====== Quoted passage ======

Ismail Dweikat, who researches sorghum genetics at the University of Nebraska, said studies suggest that it might be feasible to ferment the sugar to ethanol and distill it to an ethanol-water solution that could be transported to a central facility for making fuel-grade ethanol.
With water shortages, "we need a crop like sweet sorghum that requires no supplemental irrigation," Dweikat said.
When the sugar is pressed from the stalk for ethanol, the leftover stalk, called bagasse, can be burned to make electricity or used as a livestock feed that's rich in nutrients and minerals, he said.
Dweikat said the cellular structure of the sweet sorghum plant also makes it a good choice for cellulosic ethanol, which uses the plant's leaves and stems instead of its juice or grain.
The 2007 energy bill has called for annual production of 36 billion gallons of ethanol and specified a split of 15 billion gallons from corn and 21 billion from non-corn sources. Rick Tolman, the CEO of the National Corn Growers Association, said American farmers will be able to produce enough corn for food and up to 15 billion gallons of fuel. Corn ethanol plants that could produce nearly that much ethanol are already built or are under construction.

======

== Action item A ==
Answer these questions from the passage on sweet sorghum and ethanol:
(i) At which university does Ismail Dweikat research sorghum genetics?
(ii) What is the leftover stalk called once the sugar is pressed out?
(iii) How many gallons of the 2007 energy bill's annual ethanol target are to come from non-corn sources?
== Action item B ==
Continue the passage on sweet sorghum and ethanol, starting after its final sentence.

====== Provided information ======

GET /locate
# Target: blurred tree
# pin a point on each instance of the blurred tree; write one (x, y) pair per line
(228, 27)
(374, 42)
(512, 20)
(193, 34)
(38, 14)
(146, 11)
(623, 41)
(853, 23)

======

== Answer A ==
(i) The University of Nebraska.
(ii) Bagasse.
(iii) 21 billion gallons.

== Answer B ==
Tolman said sweet sorghum may become a supplement to corn ethanol in the future.
The use of crops for ethanol already has provoked debate about the use of farmland.
"We have so much available acreage to plant, and we're going to have to choose," said Bellmer. "Will we grow food or fuel or both? I don't think we can get around that."
Sweet sorghum in the Midwest is harvested in September and October — after nights get cool, but before a hard frost. That means there's only about a two-month harvest period when ethanol plants could run. The crop would have a longer window in the South, but still couldn't be grown from October to March.
Robert P. Anex, of the Department of Agricultural and Biosystems Engineering at Iowa State University, said it would be difficult to make an ethanol plant pay for itself if it ran for only a few months each year. Anex figures it would be "exceedingly difficult" to make a viable business out of sweet sorghum ethanol in North America, especially in the northern plains states.
But several companies have developed business plans to use sweet sorghum.
One of them is Florida-based Renergie Inc., which wants to build the first U.S. ethanol plant that uses only sweet sorghum. Renergie plans to start with 10 5-million-gallon plants in Louisiana and expand with another 10 in Florida. Florida gave Renergie a $1.5 million grant last year.
The company would blend its ethanol with gasoline at gas station pumps and sell it directly to the public locally, minimizing transportation costs, said Brian Donovan of Renergie.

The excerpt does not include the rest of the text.